• _Written instruction 1_
In the forum thread on personal statements, rewrite the paragraph beginning "Although I realize each essay" in fewer words, keeping its main points.
• _Written instruction 2_
Carry on the forum thread about using different personal statements for different universities from the point where it stops.

• _Quoted text_
════════════════════

# Different personal statements for different universities?



## gotenda (Nov 6, 2017)

Hello, graduate school hopefuls!

This may come off as a dumb question (I'm sorry), but are you all making different personal statements for each University? 

I am currently applying to NYU and Columbia University (both MFA in Filmmaking / Directing), and had initially made different personal statements/autobiographical essay for each... but came to realize that one came out better than the other. 

Although I realize each essay should somehow be tailored to a particular school, the mechanics of personal statements for the universities don't go far off. They basically ask you your goals as a filmmaker, and the stories you want to tell, etc etc. 

I am freaking out, because I was thinking of using the _better_ PS and just tweaking some parts a bit to cater to the particular universities. Am I the only one doing this? Is this an unwise decision?

Help, welp!


----------



## Kira (Nov 7, 2017)

If it is better, then use it.
You don't need to make more work for yourself


----------



## Operator (Nov 9, 2017)

Keep in mind there maybe be professors who teach at both universities that may see the same letter.


----------



## Kira (Nov 9, 2017)

════════════════════

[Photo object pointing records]
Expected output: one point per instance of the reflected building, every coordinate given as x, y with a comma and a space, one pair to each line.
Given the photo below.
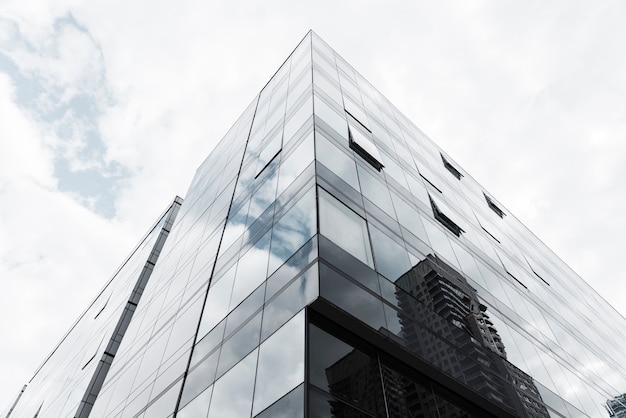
330, 260
616, 407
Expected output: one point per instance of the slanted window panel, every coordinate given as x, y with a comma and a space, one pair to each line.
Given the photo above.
362, 144
445, 220
494, 207
452, 169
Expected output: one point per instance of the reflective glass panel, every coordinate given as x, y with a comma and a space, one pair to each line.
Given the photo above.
344, 227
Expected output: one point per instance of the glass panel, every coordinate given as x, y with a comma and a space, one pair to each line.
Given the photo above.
409, 217
337, 161
376, 191
295, 228
232, 394
198, 407
218, 299
323, 406
199, 379
351, 298
392, 259
289, 406
239, 345
297, 295
251, 270
344, 227
346, 373
295, 163
281, 363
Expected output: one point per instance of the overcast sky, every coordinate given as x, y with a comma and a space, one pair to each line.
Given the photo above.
108, 107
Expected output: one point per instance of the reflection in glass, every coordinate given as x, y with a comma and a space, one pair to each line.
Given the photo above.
344, 227
295, 163
289, 406
232, 393
251, 270
337, 161
346, 373
392, 259
292, 230
295, 297
281, 363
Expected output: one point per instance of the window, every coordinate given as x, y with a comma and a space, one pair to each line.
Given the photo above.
452, 169
445, 220
361, 143
493, 206
344, 227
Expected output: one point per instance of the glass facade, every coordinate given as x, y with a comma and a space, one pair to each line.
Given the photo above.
330, 260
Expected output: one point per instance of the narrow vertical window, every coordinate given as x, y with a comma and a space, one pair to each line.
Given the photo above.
452, 169
362, 144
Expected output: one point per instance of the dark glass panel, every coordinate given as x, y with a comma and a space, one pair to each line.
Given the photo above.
346, 373
392, 259
324, 406
350, 297
297, 295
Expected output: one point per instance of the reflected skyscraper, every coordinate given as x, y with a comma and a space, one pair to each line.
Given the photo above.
330, 260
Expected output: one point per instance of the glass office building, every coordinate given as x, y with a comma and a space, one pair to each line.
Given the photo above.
329, 260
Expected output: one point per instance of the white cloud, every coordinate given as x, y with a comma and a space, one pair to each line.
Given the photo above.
527, 97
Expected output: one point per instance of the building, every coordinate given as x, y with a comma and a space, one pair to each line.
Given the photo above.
330, 260
617, 406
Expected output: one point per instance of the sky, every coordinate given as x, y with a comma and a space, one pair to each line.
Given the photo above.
108, 107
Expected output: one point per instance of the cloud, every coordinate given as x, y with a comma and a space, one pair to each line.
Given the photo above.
108, 108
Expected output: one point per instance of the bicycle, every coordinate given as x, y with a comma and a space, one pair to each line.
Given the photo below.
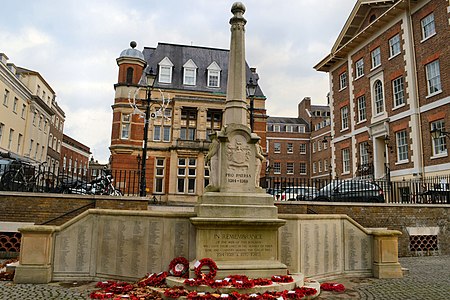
26, 179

════════════════════

• _Task answer 1_
Each essay should be tailored to its school, but the universities' personal statement requirements are much alike: they mainly ask about goals as a filmmaker and the stories the applicant wants to tell.

• _Task answer 2_
Operator said:


> Keep in mind there maybe be professors who teach at both universities that may see the same letter.


That's true. Take the aspects of the one that's better and apply to the former? Doesn't have to be a total replicant.


----------



## cakeislife (Nov 9, 2017)

Operator said:


> Keep in mind there maybe be professors who teach at both universities that may see the same letter.


But I thought only the admission officers would be able to see the PS?


----------



## Kira (Nov 9, 2017)

cakeislife said:


> But I thought only the admission officers would be able to see the PS?


Well, I believe there is an admissions committee that's made up of screenwriting professors at the university. At USC, a professor read my application and brought it to the attention of the admissions committee. Same with UCLA - the screenwriting professor had read my application material before my interview.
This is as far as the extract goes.